_What is being asked_. Everything from the line holding "the snow-covered tree." through the final line of the entries below is to be duplicated exactly, and nothing outside that span.

======== Data for analysis

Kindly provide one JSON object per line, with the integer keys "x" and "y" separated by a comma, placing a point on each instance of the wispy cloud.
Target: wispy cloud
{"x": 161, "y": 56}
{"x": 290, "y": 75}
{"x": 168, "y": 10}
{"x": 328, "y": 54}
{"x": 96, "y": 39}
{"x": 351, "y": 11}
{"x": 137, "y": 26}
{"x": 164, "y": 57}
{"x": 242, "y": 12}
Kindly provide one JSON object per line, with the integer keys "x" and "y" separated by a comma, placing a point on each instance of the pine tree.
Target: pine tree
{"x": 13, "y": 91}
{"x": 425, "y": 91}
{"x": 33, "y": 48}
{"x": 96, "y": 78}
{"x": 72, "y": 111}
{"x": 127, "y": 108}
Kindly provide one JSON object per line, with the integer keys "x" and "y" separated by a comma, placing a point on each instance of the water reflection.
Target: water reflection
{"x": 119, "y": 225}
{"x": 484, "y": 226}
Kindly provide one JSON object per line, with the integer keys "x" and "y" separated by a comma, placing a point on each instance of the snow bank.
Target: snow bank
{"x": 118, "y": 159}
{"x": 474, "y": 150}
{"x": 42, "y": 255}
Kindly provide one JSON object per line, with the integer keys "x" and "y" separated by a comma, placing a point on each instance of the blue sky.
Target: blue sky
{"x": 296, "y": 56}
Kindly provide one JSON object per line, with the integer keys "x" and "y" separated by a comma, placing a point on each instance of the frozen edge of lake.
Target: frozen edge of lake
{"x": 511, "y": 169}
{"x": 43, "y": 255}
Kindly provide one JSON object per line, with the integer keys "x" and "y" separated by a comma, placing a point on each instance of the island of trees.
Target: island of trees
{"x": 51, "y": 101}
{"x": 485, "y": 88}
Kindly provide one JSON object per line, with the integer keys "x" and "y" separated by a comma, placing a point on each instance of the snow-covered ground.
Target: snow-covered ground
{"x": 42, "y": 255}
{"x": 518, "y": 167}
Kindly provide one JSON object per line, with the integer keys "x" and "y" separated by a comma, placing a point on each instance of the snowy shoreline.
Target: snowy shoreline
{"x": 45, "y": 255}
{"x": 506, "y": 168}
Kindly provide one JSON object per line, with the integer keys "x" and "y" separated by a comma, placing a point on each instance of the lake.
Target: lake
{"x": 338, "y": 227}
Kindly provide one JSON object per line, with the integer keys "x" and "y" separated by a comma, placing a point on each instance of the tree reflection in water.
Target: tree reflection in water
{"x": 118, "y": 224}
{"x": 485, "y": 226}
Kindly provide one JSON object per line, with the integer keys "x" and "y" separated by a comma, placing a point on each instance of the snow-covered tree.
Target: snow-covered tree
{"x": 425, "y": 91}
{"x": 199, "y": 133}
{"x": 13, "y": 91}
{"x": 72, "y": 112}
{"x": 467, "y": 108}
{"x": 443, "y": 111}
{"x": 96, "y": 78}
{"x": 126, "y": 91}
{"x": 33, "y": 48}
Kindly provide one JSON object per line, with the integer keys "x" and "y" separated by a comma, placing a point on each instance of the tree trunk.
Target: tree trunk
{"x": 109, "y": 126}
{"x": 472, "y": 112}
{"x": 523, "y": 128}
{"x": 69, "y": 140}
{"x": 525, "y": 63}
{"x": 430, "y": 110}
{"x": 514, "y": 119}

================

_Your response_.
Kindly provide one JSON object per line, with the integer keys "x" and "y" separated by a comma, placing a point on each instance of the snow-covered tree.
Target: snow-covered tree
{"x": 425, "y": 91}
{"x": 199, "y": 133}
{"x": 13, "y": 91}
{"x": 72, "y": 112}
{"x": 467, "y": 108}
{"x": 443, "y": 111}
{"x": 96, "y": 78}
{"x": 126, "y": 91}
{"x": 33, "y": 48}
Kindly provide one JSON object per line, with the integer keys "x" and "y" separated by a comma, placing a point on each instance of the tree trunk.
Target: tree trunk
{"x": 109, "y": 126}
{"x": 472, "y": 112}
{"x": 523, "y": 128}
{"x": 69, "y": 140}
{"x": 525, "y": 63}
{"x": 430, "y": 110}
{"x": 514, "y": 119}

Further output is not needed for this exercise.